Stated goal: Locate each line in the listing below that contains the word "poster", and copy those lines out.
####################
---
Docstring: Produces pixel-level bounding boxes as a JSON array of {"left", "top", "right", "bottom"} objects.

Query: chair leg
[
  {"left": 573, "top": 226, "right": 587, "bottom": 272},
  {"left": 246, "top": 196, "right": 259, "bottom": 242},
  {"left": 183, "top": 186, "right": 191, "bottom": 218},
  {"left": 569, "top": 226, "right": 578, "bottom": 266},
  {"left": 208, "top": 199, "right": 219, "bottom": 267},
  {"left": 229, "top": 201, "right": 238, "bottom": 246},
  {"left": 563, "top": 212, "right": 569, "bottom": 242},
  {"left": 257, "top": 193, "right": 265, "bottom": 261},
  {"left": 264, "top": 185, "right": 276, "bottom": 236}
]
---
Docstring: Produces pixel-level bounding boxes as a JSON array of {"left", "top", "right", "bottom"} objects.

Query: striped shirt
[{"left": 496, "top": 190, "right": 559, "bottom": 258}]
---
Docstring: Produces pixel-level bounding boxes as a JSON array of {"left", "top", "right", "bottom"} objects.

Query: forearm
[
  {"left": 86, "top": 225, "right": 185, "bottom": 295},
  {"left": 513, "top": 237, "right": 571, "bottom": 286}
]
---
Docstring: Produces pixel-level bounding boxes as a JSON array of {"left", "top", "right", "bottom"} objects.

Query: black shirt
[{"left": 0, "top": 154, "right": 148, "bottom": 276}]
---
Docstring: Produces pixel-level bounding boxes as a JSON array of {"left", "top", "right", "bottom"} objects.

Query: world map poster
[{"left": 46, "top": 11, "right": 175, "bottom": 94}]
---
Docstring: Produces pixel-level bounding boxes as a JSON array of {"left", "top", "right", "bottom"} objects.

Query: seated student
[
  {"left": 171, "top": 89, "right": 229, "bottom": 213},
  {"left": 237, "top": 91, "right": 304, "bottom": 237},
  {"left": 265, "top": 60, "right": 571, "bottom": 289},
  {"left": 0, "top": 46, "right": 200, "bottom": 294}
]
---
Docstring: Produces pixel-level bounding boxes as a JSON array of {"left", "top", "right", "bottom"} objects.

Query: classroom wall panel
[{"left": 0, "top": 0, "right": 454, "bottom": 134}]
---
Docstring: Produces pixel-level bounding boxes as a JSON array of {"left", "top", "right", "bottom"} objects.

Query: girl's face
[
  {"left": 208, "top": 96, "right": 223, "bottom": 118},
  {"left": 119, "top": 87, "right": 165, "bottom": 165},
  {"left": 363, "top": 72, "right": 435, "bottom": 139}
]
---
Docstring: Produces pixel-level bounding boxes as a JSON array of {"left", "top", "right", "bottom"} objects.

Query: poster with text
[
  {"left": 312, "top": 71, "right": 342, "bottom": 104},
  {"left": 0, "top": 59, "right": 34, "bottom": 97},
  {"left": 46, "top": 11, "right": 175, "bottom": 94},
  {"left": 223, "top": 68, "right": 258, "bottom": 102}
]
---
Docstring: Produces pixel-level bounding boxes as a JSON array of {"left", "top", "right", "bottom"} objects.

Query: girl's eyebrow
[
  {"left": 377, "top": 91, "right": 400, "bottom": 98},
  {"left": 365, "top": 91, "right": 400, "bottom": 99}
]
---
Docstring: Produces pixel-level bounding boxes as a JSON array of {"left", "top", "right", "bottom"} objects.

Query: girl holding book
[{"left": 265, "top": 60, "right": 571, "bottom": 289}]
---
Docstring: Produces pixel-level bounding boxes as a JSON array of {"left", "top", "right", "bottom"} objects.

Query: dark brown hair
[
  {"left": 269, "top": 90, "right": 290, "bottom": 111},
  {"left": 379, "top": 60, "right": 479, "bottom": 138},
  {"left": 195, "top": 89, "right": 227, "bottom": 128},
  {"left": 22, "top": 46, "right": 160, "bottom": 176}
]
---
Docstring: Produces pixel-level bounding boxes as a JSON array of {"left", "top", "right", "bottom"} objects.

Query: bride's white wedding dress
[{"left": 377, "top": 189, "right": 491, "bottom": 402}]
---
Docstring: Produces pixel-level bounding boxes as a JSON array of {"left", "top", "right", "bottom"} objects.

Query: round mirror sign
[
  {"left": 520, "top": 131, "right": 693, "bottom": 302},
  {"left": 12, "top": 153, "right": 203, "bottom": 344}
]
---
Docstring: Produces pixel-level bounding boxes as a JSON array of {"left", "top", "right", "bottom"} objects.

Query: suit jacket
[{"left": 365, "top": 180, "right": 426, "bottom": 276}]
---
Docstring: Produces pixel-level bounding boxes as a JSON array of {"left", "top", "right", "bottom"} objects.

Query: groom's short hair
####################
Reply:
Query: world map poster
Query: poster with text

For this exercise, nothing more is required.